:: Listed records
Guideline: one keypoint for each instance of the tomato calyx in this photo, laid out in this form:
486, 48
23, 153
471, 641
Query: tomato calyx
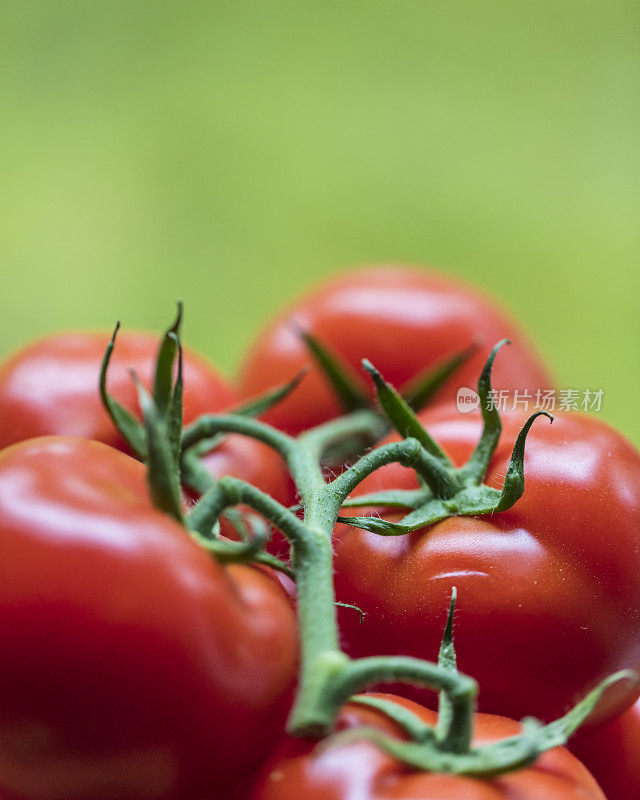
446, 747
356, 402
446, 491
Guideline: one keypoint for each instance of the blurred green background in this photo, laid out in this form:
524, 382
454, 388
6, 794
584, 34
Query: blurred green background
232, 153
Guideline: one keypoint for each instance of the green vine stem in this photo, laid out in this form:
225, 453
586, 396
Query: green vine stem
328, 677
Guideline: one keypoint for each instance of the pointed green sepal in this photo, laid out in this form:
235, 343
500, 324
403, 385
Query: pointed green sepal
476, 467
513, 487
129, 427
163, 473
163, 380
422, 389
447, 660
488, 761
252, 408
402, 416
362, 613
343, 380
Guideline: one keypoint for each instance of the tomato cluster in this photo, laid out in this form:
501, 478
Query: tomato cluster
150, 650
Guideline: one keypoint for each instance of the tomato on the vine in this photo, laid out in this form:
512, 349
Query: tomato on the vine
549, 591
50, 387
132, 664
612, 753
404, 319
300, 768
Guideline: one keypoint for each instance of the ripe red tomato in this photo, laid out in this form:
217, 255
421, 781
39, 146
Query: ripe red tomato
612, 753
548, 592
404, 320
50, 387
132, 665
359, 770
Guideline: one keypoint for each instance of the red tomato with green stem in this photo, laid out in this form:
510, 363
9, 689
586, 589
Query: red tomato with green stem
50, 387
360, 771
612, 753
549, 591
132, 664
404, 319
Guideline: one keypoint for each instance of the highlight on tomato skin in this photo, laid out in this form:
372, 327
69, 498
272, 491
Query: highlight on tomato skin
612, 753
132, 664
50, 387
404, 319
360, 771
547, 607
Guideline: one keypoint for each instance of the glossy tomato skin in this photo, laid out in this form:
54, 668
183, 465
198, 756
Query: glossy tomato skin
548, 592
132, 665
612, 753
403, 319
359, 771
50, 387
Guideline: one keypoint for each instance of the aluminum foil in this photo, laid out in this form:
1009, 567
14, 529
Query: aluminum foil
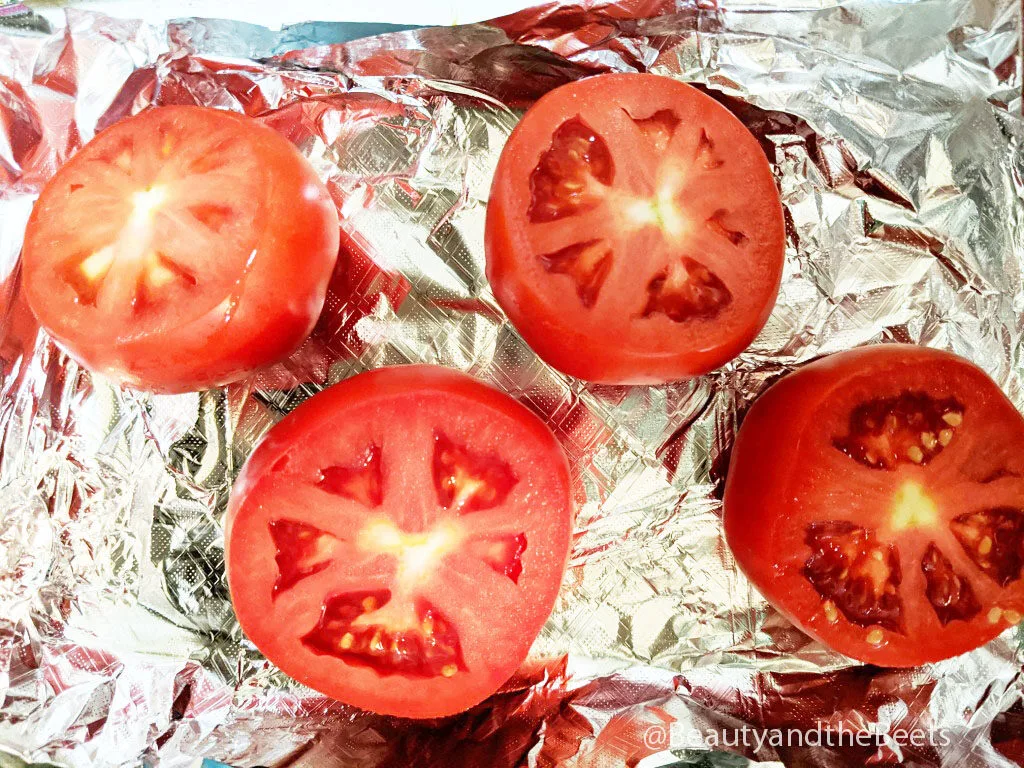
894, 130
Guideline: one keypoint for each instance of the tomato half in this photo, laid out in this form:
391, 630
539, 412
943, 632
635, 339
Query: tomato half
181, 249
877, 499
634, 231
397, 541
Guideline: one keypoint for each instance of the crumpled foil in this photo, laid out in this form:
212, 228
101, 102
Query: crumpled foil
895, 133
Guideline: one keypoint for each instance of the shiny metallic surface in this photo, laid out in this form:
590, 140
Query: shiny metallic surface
895, 133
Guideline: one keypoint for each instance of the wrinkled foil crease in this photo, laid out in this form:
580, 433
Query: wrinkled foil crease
895, 133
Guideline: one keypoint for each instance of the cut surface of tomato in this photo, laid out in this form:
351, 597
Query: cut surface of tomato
398, 540
180, 249
876, 498
635, 233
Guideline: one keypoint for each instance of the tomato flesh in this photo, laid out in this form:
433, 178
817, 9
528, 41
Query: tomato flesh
634, 231
166, 254
877, 499
398, 540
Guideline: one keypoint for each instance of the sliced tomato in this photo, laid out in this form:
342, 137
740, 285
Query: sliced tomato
181, 249
634, 232
877, 499
397, 541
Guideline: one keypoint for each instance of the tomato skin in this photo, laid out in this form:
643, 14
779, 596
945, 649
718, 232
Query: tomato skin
617, 353
770, 475
282, 297
249, 558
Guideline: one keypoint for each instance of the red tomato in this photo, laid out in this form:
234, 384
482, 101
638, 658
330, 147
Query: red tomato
877, 499
181, 249
398, 540
634, 232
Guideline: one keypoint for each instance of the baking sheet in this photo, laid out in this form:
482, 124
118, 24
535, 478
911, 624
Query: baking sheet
894, 130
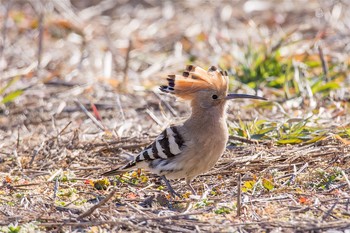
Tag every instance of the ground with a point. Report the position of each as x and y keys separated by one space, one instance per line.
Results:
x=79 y=96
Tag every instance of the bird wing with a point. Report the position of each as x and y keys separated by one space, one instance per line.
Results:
x=168 y=144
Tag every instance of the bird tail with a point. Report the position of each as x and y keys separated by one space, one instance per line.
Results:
x=120 y=170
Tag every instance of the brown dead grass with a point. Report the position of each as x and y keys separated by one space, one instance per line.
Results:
x=51 y=152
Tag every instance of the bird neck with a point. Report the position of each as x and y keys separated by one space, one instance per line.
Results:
x=202 y=118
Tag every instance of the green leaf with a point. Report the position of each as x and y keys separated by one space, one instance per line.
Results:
x=268 y=184
x=9 y=84
x=325 y=87
x=11 y=96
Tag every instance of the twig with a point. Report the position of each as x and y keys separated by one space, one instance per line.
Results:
x=126 y=67
x=4 y=31
x=346 y=177
x=325 y=216
x=93 y=208
x=40 y=41
x=18 y=138
x=88 y=114
x=239 y=195
x=242 y=139
x=154 y=118
x=323 y=61
x=35 y=153
x=54 y=175
x=55 y=188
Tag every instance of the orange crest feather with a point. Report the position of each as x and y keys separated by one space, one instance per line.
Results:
x=196 y=79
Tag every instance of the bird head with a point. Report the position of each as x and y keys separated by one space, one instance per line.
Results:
x=204 y=88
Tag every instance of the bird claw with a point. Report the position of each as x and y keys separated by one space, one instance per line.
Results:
x=170 y=189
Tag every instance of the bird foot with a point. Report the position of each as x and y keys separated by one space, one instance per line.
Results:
x=170 y=189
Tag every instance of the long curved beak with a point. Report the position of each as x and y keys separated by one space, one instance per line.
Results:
x=243 y=96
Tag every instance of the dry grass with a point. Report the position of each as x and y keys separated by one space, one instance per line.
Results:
x=86 y=77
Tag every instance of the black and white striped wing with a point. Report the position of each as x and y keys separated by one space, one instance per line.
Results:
x=168 y=144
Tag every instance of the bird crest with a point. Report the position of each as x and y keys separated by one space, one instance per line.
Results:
x=195 y=79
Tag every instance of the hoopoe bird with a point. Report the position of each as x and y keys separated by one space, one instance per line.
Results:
x=193 y=147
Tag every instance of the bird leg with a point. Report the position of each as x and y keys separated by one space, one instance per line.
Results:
x=170 y=189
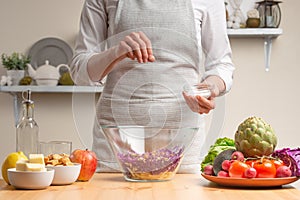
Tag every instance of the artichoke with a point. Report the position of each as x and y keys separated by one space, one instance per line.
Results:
x=255 y=138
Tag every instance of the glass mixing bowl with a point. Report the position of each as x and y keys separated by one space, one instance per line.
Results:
x=149 y=153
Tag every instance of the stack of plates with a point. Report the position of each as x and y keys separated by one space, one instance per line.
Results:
x=55 y=50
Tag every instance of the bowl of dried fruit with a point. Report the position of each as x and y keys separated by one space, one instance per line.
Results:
x=149 y=153
x=65 y=172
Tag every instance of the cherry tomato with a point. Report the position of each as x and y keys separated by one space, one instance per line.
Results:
x=265 y=167
x=277 y=163
x=237 y=169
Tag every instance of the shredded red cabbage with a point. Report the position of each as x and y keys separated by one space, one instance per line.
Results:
x=154 y=163
x=290 y=157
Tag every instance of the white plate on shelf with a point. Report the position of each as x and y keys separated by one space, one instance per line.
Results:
x=55 y=50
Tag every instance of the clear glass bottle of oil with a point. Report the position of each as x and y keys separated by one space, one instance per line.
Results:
x=27 y=129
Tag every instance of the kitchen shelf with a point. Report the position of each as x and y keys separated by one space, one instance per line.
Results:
x=53 y=89
x=267 y=33
x=16 y=92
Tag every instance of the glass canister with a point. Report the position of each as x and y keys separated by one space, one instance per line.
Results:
x=270 y=13
x=27 y=129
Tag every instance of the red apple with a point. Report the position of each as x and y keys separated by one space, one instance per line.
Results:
x=88 y=161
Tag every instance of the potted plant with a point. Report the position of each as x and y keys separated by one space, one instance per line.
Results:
x=15 y=64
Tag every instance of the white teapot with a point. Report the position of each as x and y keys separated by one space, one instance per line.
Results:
x=46 y=74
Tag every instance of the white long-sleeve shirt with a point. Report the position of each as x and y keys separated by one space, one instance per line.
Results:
x=210 y=27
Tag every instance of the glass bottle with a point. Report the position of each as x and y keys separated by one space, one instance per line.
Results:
x=27 y=128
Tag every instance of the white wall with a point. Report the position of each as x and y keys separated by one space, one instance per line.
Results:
x=272 y=95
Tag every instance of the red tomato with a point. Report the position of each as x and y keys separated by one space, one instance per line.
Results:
x=277 y=163
x=237 y=169
x=265 y=168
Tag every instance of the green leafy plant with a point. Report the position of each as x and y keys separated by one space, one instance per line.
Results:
x=15 y=61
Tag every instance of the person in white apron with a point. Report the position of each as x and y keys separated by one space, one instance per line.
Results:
x=147 y=50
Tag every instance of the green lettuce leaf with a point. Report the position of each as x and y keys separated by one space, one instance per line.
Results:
x=220 y=145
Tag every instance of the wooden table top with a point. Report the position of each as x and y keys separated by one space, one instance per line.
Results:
x=183 y=186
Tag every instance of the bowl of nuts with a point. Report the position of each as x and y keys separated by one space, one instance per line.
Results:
x=147 y=154
x=65 y=172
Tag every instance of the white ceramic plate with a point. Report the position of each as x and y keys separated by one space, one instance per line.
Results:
x=55 y=50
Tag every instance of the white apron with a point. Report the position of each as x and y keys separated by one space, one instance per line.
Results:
x=150 y=94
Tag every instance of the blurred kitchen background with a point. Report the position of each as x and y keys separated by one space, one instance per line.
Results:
x=271 y=95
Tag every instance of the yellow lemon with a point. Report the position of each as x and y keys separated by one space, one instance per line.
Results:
x=10 y=162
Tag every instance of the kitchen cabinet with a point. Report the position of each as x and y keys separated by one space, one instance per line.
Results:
x=16 y=92
x=268 y=34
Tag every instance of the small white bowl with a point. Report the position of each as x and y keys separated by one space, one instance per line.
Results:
x=65 y=175
x=30 y=180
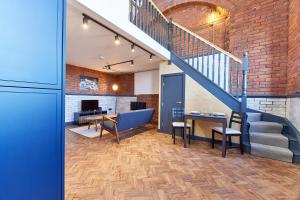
::::
Action item => Each line of the data that has the string "plant" should be returned.

Solution to this exercise =>
Tag every instance of the potted plant with a point. Report the position of each as x and y keys separated by one space, one instance per line.
Tag every instance of the green leafy plant with a point. Report the position of each as x and y keys separated by one space, one instance per line.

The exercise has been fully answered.